> _TASK STATEMENT_: Produce a verbatim transcript of the entries below, excluding pictures.

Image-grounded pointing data
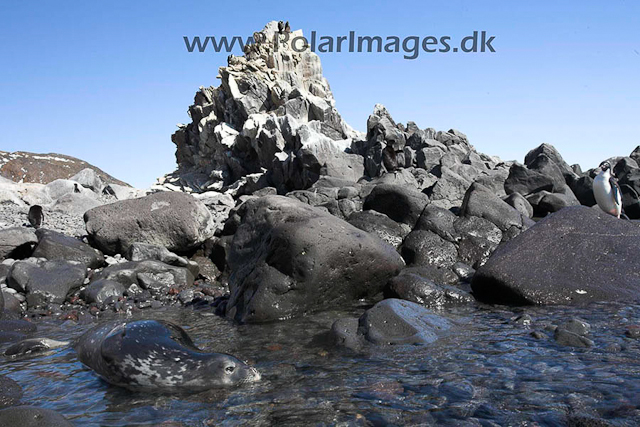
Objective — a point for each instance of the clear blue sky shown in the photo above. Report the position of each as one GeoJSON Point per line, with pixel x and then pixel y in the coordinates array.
{"type": "Point", "coordinates": [108, 81]}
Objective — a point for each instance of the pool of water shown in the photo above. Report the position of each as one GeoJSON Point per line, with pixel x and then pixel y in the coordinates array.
{"type": "Point", "coordinates": [488, 371]}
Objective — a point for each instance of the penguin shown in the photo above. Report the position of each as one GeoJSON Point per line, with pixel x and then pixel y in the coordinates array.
{"type": "Point", "coordinates": [607, 192]}
{"type": "Point", "coordinates": [35, 216]}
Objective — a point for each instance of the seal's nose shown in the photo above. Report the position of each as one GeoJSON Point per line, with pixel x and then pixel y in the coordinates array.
{"type": "Point", "coordinates": [256, 374]}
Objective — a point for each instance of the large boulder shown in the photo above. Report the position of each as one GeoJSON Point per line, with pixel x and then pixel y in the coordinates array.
{"type": "Point", "coordinates": [540, 157]}
{"type": "Point", "coordinates": [46, 281]}
{"type": "Point", "coordinates": [390, 322]}
{"type": "Point", "coordinates": [422, 248]}
{"type": "Point", "coordinates": [17, 242]}
{"type": "Point", "coordinates": [380, 225]}
{"type": "Point", "coordinates": [481, 202]}
{"type": "Point", "coordinates": [413, 284]}
{"type": "Point", "coordinates": [575, 255]}
{"type": "Point", "coordinates": [526, 181]}
{"type": "Point", "coordinates": [155, 276]}
{"type": "Point", "coordinates": [288, 258]}
{"type": "Point", "coordinates": [401, 204]}
{"type": "Point", "coordinates": [174, 220]}
{"type": "Point", "coordinates": [56, 246]}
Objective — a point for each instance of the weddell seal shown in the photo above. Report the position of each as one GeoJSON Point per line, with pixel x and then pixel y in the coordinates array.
{"type": "Point", "coordinates": [157, 355]}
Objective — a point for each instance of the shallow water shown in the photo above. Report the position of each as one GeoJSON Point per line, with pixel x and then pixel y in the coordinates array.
{"type": "Point", "coordinates": [488, 371]}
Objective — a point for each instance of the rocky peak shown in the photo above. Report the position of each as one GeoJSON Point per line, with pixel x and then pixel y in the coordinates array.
{"type": "Point", "coordinates": [272, 112]}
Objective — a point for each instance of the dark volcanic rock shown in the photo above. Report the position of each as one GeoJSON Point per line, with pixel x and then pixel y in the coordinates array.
{"type": "Point", "coordinates": [478, 238]}
{"type": "Point", "coordinates": [545, 202]}
{"type": "Point", "coordinates": [10, 392]}
{"type": "Point", "coordinates": [174, 220]}
{"type": "Point", "coordinates": [401, 204]}
{"type": "Point", "coordinates": [439, 221]}
{"type": "Point", "coordinates": [153, 275]}
{"type": "Point", "coordinates": [46, 281]}
{"type": "Point", "coordinates": [571, 339]}
{"type": "Point", "coordinates": [526, 181]}
{"type": "Point", "coordinates": [102, 289]}
{"type": "Point", "coordinates": [583, 189]}
{"type": "Point", "coordinates": [145, 251]}
{"type": "Point", "coordinates": [380, 225]}
{"type": "Point", "coordinates": [30, 416]}
{"type": "Point", "coordinates": [576, 255]}
{"type": "Point", "coordinates": [287, 258]}
{"type": "Point", "coordinates": [427, 248]}
{"type": "Point", "coordinates": [532, 160]}
{"type": "Point", "coordinates": [412, 285]}
{"type": "Point", "coordinates": [519, 203]}
{"type": "Point", "coordinates": [56, 246]}
{"type": "Point", "coordinates": [17, 243]}
{"type": "Point", "coordinates": [481, 202]}
{"type": "Point", "coordinates": [391, 322]}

> _EXERCISE RESULT_:
Objective — a point for each instance of the clear blue sky shown in the photo above. Report the position of each as one GeoJSON Point per line, with pixel x and then pixel y in the coordinates array.
{"type": "Point", "coordinates": [108, 81]}
Objective — a point for each instance of the pool of water shown in the photo above. Report the position of each as one GeoJSON Point per line, with pixel x and then pixel y in the coordinates array.
{"type": "Point", "coordinates": [488, 371]}
Objective — a point for each instance of the penguin shown in the photo above. Report the position of each as one GeoJSON Point per line, with pixel x and then pixel y in the coordinates array.
{"type": "Point", "coordinates": [607, 192]}
{"type": "Point", "coordinates": [35, 216]}
Objective — a point for each instance of the seal's nose shown in the photo above. Report the position of each as one GeoJSON Point per line, with pixel x and then pixel y in the coordinates array.
{"type": "Point", "coordinates": [256, 374]}
Objective — a point for each instance of the large boulder shown in the photo above. Report the position of each as one GeoJSON Point per line, with pixel x and then pixel y in the coordinates array.
{"type": "Point", "coordinates": [540, 157]}
{"type": "Point", "coordinates": [46, 281]}
{"type": "Point", "coordinates": [390, 322]}
{"type": "Point", "coordinates": [422, 248]}
{"type": "Point", "coordinates": [17, 242]}
{"type": "Point", "coordinates": [380, 225]}
{"type": "Point", "coordinates": [481, 202]}
{"type": "Point", "coordinates": [413, 284]}
{"type": "Point", "coordinates": [575, 255]}
{"type": "Point", "coordinates": [526, 181]}
{"type": "Point", "coordinates": [155, 276]}
{"type": "Point", "coordinates": [288, 258]}
{"type": "Point", "coordinates": [401, 204]}
{"type": "Point", "coordinates": [174, 220]}
{"type": "Point", "coordinates": [56, 246]}
Objective — a point for each instance of the weddell seal shown in the photo above. Report the position of each as one GeoJSON Point per line, with pixel x and then pixel y in the coordinates array.
{"type": "Point", "coordinates": [157, 355]}
Objective — a point for each instance of the shallow water shown in the photo above. Report the position of each as one GeoJSON Point per line, with pixel x and then pixel y in the coordinates array.
{"type": "Point", "coordinates": [488, 371]}
Objective — a point for each instance of the rocky peak shown in the photo above. Report the position of each as one GeoJSON Point per line, with pixel x and then pixel y in the coordinates array.
{"type": "Point", "coordinates": [272, 112]}
Objective — a point for each instance of the dark volcanic rock shown in the photo above. Report the position of each as one GeoJSON Point per line, with pixel x and then pixel y in the coordinates array.
{"type": "Point", "coordinates": [478, 238]}
{"type": "Point", "coordinates": [545, 202]}
{"type": "Point", "coordinates": [10, 392]}
{"type": "Point", "coordinates": [174, 220]}
{"type": "Point", "coordinates": [401, 204]}
{"type": "Point", "coordinates": [439, 221]}
{"type": "Point", "coordinates": [153, 275]}
{"type": "Point", "coordinates": [46, 281]}
{"type": "Point", "coordinates": [571, 339]}
{"type": "Point", "coordinates": [526, 181]}
{"type": "Point", "coordinates": [102, 289]}
{"type": "Point", "coordinates": [583, 189]}
{"type": "Point", "coordinates": [145, 251]}
{"type": "Point", "coordinates": [380, 225]}
{"type": "Point", "coordinates": [30, 416]}
{"type": "Point", "coordinates": [576, 255]}
{"type": "Point", "coordinates": [287, 258]}
{"type": "Point", "coordinates": [427, 248]}
{"type": "Point", "coordinates": [532, 160]}
{"type": "Point", "coordinates": [412, 285]}
{"type": "Point", "coordinates": [519, 203]}
{"type": "Point", "coordinates": [56, 246]}
{"type": "Point", "coordinates": [17, 243]}
{"type": "Point", "coordinates": [481, 202]}
{"type": "Point", "coordinates": [391, 322]}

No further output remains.